## [EXTRACTED TEXT]
◆ ◆ ◆

Thank you very much in advance &
Best regards,
Robert
Not sure if this is a bug. You are responsible for setting the right calibrate_chunk_by. Setting calibrate_chunk_by=46 when num output is 47 doesn’t make sense. Please read the code to understand the purpose of this parameter.
Hi @masahi, thank you for your reply. I do understand, but something is not right here: integrating exactly this test setup into the stock tutorial code leads me to the same error:
def quantize(mod, params, data_aware):
if data_aware:
- with relay.quantize.qconfig(calibrate_mode='kl_divergence', weight_scale='max'):
+ num_cpu = multiprocessing.cpu_count()
+ with relay.quantize.qconfig(calibrate_mode='kl_divergence', weight_scale='max', calibrate_chunk_by=num_cpu):
mod = relay.quantize.quantize(mod, params, dataset=calibrate_dataset())
else:
with relay.quantize.qconfig(calibrate_mode='global_scale', global_scale=8.0):
mod = relay.quantize.quantize(mod, params)
return mod
Just to give you the values range: in my case num_cpu=10 while the num_outputs=47 Would you be so kind to try it out in your environment? It would be great if someone could reproduce the issue… I’d really appreciate it!
Dear @masahi, dear @vinx13 I was hoping that you could try out the change in my previous comment to be able to reproduce the issue. Please try it out if you find a little bit of free time.

◆ ◆ ◆

## [ENTRIES PROVIDED]
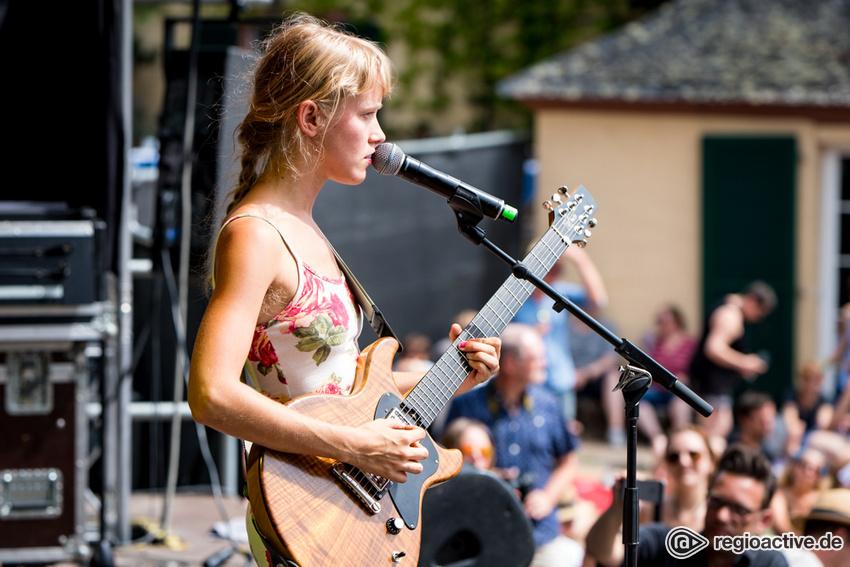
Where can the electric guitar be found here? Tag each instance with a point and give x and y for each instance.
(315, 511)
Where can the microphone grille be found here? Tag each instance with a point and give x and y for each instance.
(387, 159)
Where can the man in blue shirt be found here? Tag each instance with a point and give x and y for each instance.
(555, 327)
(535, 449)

◆ ◆ ◆

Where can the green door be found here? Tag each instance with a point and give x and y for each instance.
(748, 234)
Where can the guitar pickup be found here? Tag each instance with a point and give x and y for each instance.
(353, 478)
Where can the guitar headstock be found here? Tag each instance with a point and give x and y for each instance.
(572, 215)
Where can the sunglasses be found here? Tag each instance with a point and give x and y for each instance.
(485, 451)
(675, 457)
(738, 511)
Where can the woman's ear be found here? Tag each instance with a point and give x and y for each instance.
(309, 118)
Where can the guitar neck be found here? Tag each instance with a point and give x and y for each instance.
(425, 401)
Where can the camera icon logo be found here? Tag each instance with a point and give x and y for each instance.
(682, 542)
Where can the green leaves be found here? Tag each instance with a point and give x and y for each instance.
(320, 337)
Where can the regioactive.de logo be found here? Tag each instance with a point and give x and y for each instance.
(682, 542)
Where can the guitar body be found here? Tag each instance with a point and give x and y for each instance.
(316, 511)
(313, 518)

◆ ◆ ◆

## [GIVEN INSTRUCTION A]
Could you rewrite the quantization thread between "Hi @masahi, thank" and "num_cpu = multiprocessing.cpu_count()", inclusive, with "stock tutorial" changed to "official tutorial"?
## [GIVEN INSTRUCTION B]
Can you write the next part of the quantization thread, picking up after its final sentence?

## [FINAL RESULT A]
Hi @masahi, thank you for your reply. I do understand, but something is not right here: integrating exactly this test setup into the official tutorial code leads me to the same error:
def quantize(mod, params, data_aware):
if data_aware:
- with relay.quantize.qconfig(calibrate_mode='kl_divergence', weight_scale='max'):
+ num_cpu = multiprocessing.cpu_count()

## [FINAL RESULT B]
Thank you very much in advance!
Best regards,
Robert
Ok I took a look at your problem. I got the error you saw too, but this is not a bug in calibration code, but it is due to the calibration dataset used in the tutorial.
Since the dataset is defined as a generator, you can only consume it once. But if you use calib_by param, we need to run multiple passes over calibration dataset, so the dataset should be list or other data structures that can be traversed multiple times.
If you replace calibrate_dataset() function in the tutorial with below, it should work.
def calibrate_dataset():
val_data, batch_fn = get_val_data()
val_data.reset()
calib_data = []
for i, batch in enumerate(val_data):
data, _ = batch_fn(batch)
calib_data.append({'data': data})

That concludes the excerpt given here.